Blog

Owning the Stack: Why IoT Convenience Becomes Expensive Later

Managed platforms are often the right way to move fast. The question is which decisions become hard-to-reverse architecture once devices are in the field.

This post is an extract of the presentation I gave at Embedded World 2026. The demo code for basic MQTT device management and FOTA is available on GitHub. Demo code Download slides

Embedded World 2026 slides

Owning the stack: why IoT convenience becomes expensive later.

Open PDF
Embedded World 2026 presentation slide 1
Slide 1 of 22
Embedded World 2026 presentation slide 2
Slide 2 of 22
Embedded World 2026 presentation slide 3
Slide 3 of 22
Embedded World 2026 presentation slide 4
Slide 4 of 22
Embedded World 2026 presentation slide 5
Slide 5 of 22
Embedded World 2026 presentation slide 6
Slide 6 of 22
Embedded World 2026 presentation slide 7
Slide 7 of 22
Embedded World 2026 presentation slide 8
Slide 8 of 22
Embedded World 2026 presentation slide 9
Slide 9 of 22
Embedded World 2026 presentation slide 10
Slide 10 of 22
Embedded World 2026 presentation slide 11
Slide 11 of 22
Embedded World 2026 presentation slide 12
Slide 12 of 22
Embedded World 2026 presentation slide 13
Slide 13 of 22
Embedded World 2026 presentation slide 14
Slide 14 of 22
Embedded World 2026 presentation slide 15
Slide 15 of 22
Embedded World 2026 presentation slide 16
Slide 16 of 22
Embedded World 2026 presentation slide 17
Slide 17 of 22
Embedded World 2026 presentation slide 18
Slide 18 of 22
Embedded World 2026 presentation slide 19
Slide 19 of 22
Embedded World 2026 presentation slide 20
Slide 20 of 22
Embedded World 2026 presentation slide 21
Slide 21 of 22
Embedded World 2026 presentation slide 22
Slide 22 of 22

When you start a new IoT project, infrastructure is usually the last thing you want to spend time on.

What matters first is getting something valuable in front of customers and investors. A device that connects, sends data, maybe gets configured remotely, maybe even updates itself. Not a perfect architecture. Not something that scales to millions. Just something that works end-to-end.

So the default move is obvious: pick a managed platform, integrate the SDK, and move on.

You get dashboards, device registry, OTA, authentication, everything wired together. It saves weeks or months. You can focus on the product instead of building plumbing.

And to be clear: this is often the right decision.

The problem is not SaaS. The problem is that IoT decisions tend to stick.

(Saved data entries)

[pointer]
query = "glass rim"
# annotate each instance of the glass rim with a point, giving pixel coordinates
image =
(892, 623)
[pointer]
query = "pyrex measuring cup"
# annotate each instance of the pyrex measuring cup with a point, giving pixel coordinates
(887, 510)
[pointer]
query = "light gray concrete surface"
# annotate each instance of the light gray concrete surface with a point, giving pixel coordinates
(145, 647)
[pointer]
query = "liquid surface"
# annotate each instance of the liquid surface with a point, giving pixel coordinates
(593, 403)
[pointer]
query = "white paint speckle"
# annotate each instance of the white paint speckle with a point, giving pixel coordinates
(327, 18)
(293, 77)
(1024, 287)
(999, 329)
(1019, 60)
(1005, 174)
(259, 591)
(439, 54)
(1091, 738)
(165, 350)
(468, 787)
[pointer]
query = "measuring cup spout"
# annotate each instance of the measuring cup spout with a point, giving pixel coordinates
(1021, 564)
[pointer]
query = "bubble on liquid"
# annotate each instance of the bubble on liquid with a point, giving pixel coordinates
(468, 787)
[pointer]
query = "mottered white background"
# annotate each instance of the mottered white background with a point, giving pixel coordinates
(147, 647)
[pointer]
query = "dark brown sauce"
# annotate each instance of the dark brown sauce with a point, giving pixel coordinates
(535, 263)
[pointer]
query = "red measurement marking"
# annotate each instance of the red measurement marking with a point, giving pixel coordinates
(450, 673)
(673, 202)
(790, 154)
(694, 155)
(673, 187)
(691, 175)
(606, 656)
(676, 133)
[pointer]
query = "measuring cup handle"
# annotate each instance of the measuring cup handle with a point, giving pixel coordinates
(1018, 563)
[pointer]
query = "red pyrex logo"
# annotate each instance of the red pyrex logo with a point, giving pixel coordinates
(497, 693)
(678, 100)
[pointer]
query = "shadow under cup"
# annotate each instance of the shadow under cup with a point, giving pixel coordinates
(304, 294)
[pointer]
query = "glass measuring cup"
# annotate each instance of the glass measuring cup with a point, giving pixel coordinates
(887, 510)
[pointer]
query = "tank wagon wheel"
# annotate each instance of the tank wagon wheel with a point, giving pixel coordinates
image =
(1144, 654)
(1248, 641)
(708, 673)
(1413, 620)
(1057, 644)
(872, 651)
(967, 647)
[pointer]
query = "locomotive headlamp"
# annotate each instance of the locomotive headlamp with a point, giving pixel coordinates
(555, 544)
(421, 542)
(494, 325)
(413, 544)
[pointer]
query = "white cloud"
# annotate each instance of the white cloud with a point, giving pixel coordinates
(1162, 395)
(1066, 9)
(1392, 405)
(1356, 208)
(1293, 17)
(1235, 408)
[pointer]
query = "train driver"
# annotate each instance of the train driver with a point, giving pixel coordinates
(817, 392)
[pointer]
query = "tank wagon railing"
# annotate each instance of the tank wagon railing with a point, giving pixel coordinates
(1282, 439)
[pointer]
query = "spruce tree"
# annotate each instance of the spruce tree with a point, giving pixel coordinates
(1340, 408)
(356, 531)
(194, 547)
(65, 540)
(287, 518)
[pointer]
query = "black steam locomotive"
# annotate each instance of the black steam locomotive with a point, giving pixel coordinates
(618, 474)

SET OF TASKS =
(1) In the IoT convenience post, reproduce the passage that begins at the words "When you start" and stops after "the right decision.".
(2) According to the post on IoT convenience, what does a managed platform give you, wired together, when you integrate its SDK?
(3) Continue the post on IoT convenience from where it stops.

ANSWERS IN ORDER =
(1)
When you start a new IoT project, infrastructure is usually the last thing you want to spend time on.

What matters first is getting something valuable in front of customers and investors. A device that connects, sends data, maybe gets configured remotely, maybe even updates itself. Not a perfect architecture. Not something that scales to millions. Just something that works end-to-end.

So the default move is obvious: pick a managed platform, integrate the SDK, and move on.

You get dashboards, device registry, OTA, authentication, everything wired together. It saves weeks or months. You can focus on the product instead of building plumbing.

And to be clear: this is often the right decision.

(2)
- dashboards
- device registry
- OTA
- authentication

(3)
Once devices are deployed, changing anything fundamental becomes difficult. Protocols, data models, and update mechanisms are not things you refactor easily. Devices are in the field, networks are unreliable, and customers already depend on the system.

What started as a shortcut becomes architecture.

So the real question is: how much control are you giving up early, and can you realistically take it back later?

This trade-off, convenience versus control, is at the core of most IoT systems.

The easy choice becomes structural

At the beginning, you need speed.

Managed platforms solve this very well. They remove friction and give you a working system on day one. Well, at least the good ones; some feel so hard to integrate that DIY can feel faster.

But they also make decisions for you:

  • Your data goes through their pipeline.
  • Your devices speak the protocols they support.
  • Your behavior at the edge, including timing, retries, payload size, and failure modes, is often constrained by what the platform and its SDK allow.

At first, you do not care. Later, you do.

A typical example: everything works fine on Wi-Fi or LTE, then you move to NB-IoT or a weak coverage environment. Suddenly, every byte matters, every retry matters, and the “simple” SDK becomes a problem you cannot really fix.

Another one: you want to change how devices behave, but the data model or command model is baked into the platform. You can work around it, but you are no longer in control.

And then there is the roadmap. Features appear, disappear, pricing changes, limits show up, products are decommissioned, or companies are acquired.

None of this is dramatic on its own. But it accumulates.

The alternative is not “build everything yourself from scratch.” It is to build on components you control: open protocols, open-source stacks, and a device implementation you understand.

It is more work upfront. But it keeps your options open.

That is the core of the trade-off.

Protocol choice

Protocol selection is one of those structural decisions.

If TCP is cheap, such as Wi-Fi, Ethernet, or most LTE setups, MQTT is the obvious answer. It is simple, widely supported, and works well enough for most use cases.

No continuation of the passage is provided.